_PROBLEM DESCRIPTION_
Faithfully repeat each entry below, minus the pictures.

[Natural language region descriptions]
_ _ _ _
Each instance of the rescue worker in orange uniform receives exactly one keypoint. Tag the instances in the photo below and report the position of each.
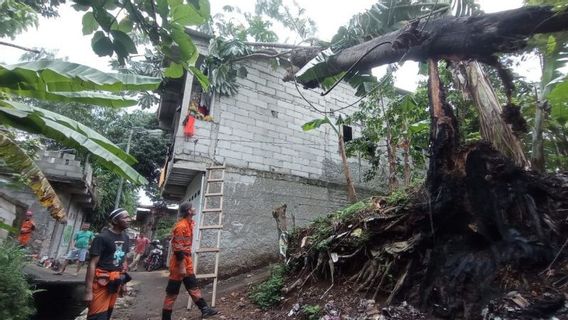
(28, 226)
(181, 267)
(106, 273)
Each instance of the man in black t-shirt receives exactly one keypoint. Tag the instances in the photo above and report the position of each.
(105, 273)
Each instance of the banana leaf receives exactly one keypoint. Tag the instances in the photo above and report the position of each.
(70, 133)
(63, 76)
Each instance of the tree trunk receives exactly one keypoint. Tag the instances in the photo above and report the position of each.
(443, 133)
(391, 156)
(493, 127)
(406, 154)
(351, 193)
(537, 150)
(475, 37)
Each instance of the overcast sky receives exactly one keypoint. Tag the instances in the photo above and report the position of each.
(64, 35)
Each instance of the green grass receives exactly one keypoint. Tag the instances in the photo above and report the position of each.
(268, 293)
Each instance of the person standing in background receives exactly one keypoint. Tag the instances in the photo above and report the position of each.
(141, 245)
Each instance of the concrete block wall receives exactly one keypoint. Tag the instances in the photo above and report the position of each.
(54, 163)
(249, 238)
(260, 127)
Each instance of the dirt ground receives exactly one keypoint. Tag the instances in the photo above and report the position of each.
(148, 290)
(233, 303)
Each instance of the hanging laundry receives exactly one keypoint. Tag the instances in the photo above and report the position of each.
(189, 126)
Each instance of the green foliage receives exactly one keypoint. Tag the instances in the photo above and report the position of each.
(292, 18)
(383, 17)
(394, 117)
(312, 312)
(16, 296)
(323, 227)
(58, 80)
(163, 23)
(221, 71)
(398, 196)
(70, 133)
(15, 17)
(268, 293)
(232, 27)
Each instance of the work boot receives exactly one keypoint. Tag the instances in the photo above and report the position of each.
(207, 312)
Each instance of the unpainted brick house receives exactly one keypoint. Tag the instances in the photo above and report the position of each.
(270, 160)
(73, 183)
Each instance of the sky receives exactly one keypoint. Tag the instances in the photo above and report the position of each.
(64, 35)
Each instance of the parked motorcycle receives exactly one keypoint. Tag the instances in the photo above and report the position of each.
(155, 258)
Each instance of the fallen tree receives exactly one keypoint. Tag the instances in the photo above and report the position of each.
(481, 233)
(483, 238)
(455, 38)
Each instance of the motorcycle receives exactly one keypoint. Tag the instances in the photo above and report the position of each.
(155, 258)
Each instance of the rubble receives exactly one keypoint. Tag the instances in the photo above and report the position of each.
(492, 249)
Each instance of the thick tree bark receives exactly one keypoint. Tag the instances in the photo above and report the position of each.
(406, 156)
(493, 127)
(443, 134)
(455, 38)
(351, 193)
(537, 149)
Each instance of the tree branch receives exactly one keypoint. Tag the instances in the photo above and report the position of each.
(454, 38)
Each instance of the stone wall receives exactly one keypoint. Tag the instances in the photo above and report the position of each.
(51, 238)
(260, 128)
(270, 161)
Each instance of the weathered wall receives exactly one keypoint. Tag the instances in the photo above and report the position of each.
(260, 128)
(7, 214)
(51, 238)
(271, 161)
(249, 238)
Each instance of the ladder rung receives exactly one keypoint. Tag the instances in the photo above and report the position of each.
(205, 250)
(206, 276)
(215, 226)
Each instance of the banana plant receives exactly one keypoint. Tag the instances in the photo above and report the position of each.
(61, 81)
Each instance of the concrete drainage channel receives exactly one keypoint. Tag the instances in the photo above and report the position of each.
(58, 301)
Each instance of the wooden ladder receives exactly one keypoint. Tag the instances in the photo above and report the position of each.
(214, 186)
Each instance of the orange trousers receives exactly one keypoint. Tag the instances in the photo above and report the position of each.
(102, 305)
(175, 280)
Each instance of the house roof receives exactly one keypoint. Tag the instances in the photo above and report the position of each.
(13, 200)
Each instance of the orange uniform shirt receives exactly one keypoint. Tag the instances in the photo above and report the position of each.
(182, 239)
(26, 232)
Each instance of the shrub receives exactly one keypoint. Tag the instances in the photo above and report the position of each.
(16, 296)
(268, 293)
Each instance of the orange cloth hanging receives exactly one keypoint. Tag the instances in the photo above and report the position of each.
(189, 127)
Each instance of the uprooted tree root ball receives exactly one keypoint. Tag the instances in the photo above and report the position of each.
(489, 245)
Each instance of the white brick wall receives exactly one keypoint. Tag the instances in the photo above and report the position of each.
(250, 136)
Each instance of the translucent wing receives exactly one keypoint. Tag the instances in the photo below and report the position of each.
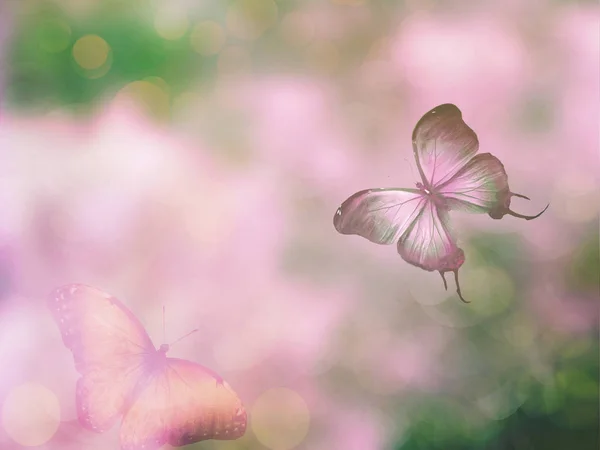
_ _ _ _
_OUTPUT BELOW_
Each instance of the rescue worker in orange uniform receives exactly one keypoint. Tag the instances in the photo below and report the position of each.
(28, 226)
(181, 267)
(106, 273)
Each instance of the man in black t-shirt receives exactly one keypoint. Tag the instances in the photo above and report the position of each.
(105, 273)
Each instance of the banana leaf receives exactly one keypoint. Tag the instances in the photo above and report the position of each.
(70, 133)
(63, 76)
Each instance of the tree trunk receives exactly one keypoint. Tag the instances in the photo above and report the position of each.
(443, 133)
(391, 156)
(493, 127)
(406, 154)
(351, 193)
(537, 150)
(475, 37)
Each instance of the overcast sky receives exactly one keypoint. Tag the instances in the photo above and report the position of each.
(64, 35)
Each instance of the green grass receives exactly one keypoint. Tag the instances in the photo above and report the position of each.
(268, 293)
Each instance of the person standing in background receives exactly one keypoint. Tag the instances in the photo above and report the position of each.
(141, 245)
Each instance of the concrete block wall receives exactly one keypoint. Tag the instances in the photo above and report the position of each.
(54, 163)
(249, 238)
(260, 127)
Each instance of the dirt ground receives exactly one keypoint. Tag the instances in the photo above and report the position of each.
(148, 290)
(233, 303)
Each instance of the hanging laundry receives exactly one keypoint. Tag the instances in the photo above and report the position of each.
(189, 126)
Each instance of the green foliage receives exactly one keypoint. Tag the instances in the photo above and report the position of each.
(292, 18)
(383, 17)
(394, 117)
(312, 312)
(16, 296)
(323, 227)
(58, 80)
(163, 23)
(221, 71)
(398, 196)
(70, 133)
(15, 17)
(268, 293)
(232, 27)
Each instance of the work boot receives exactly one keypoint. Tag the instances in the photo above and report the position of each.
(207, 312)
Each instance of the unpainted brick house receives exactly one keypoint. Tag the instances in the photo above and report the position of each.
(270, 160)
(73, 183)
Each instance of the sky receives exactly one keypoint. Tag the instances in the photo above and report the position of each.
(64, 35)
Each instance of the parked motorcycle receives exactly one keypoint. Tag the instances in the photo above and report the position of each.
(155, 258)
Each instance of the fallen tree receives exactly one keypoint. Tag the instances in the photo above and report the position of each.
(481, 233)
(483, 238)
(455, 38)
Each instance of the motorcycle receives exactly one keypoint. Tag the instances in the photo above and report the position of each.
(155, 258)
Each instance of the rubble receives exactly one keypoint. Tag the instances in the photo above and report the position of each.
(492, 249)
Each instance of the thick tree bark receives exactly one keypoint. Tag the instances in the photo above and report the position of each.
(406, 156)
(493, 127)
(443, 134)
(455, 38)
(351, 193)
(537, 149)
Each instance of the tree branch receives exactly one keypoint. Tag the instances in the photo above and report the position of each.
(454, 38)
Each instance of the stone wall receives exactly one keypoint. Tag the instances in the photo above and report the position of each.
(51, 238)
(260, 128)
(270, 161)
Each instance of the weathered wall receives exactly one keypoint. Tag the instances in the photo above and report the position of each.
(260, 128)
(7, 214)
(51, 238)
(271, 161)
(249, 238)
Each instance of the ladder rung receives exactly one keypoint. Tag the instances in the photo above and report the position of each.
(205, 250)
(206, 276)
(215, 226)
Each instance of the banana plant receives exactly one keypoint. Tag the instances in the photo above and report the position of each.
(61, 81)
Each instance of the concrete drainage channel receives exactly one keypoint. Tag the instances in the photo above and report the position of each.
(58, 301)
Each instance of the wooden ladder receives exactly one keypoint. Tag the instances in the photo above and report the position of each.
(214, 186)
Each instance of the orange trousers receives exactly one keypoint. Tag the instances in the photo above and report the position of each.
(102, 305)
(175, 280)
Each instance of the house roof receives exactly one keypoint. Tag the instances in the photo above and report the position of each.
(13, 200)
Each instance of the orange uniform shirt receives exactly one keypoint. Tag the instances in the photo above and report the position of each.
(182, 239)
(26, 232)
Each instance of the shrub receives exactly one keypoint. Tag the instances in the photo above and report the position of each.
(16, 296)
(268, 293)
Each instance of the orange cloth hanging receives exactly one keypoint. Tag the instances in the photo above and report the position of each.
(189, 127)
Each instance of the uprooted tree root ball receives exactly one keypoint. Tag the instances in the photo above and report the position of each.
(489, 245)
Each instance of the white brick wall receives exactly one keypoint. Tag the instances in the photo above and report the position of each.
(250, 136)
Each instance of the translucent wing receives exactly one keypoint. Tag the instances in the photo below and report the position of each.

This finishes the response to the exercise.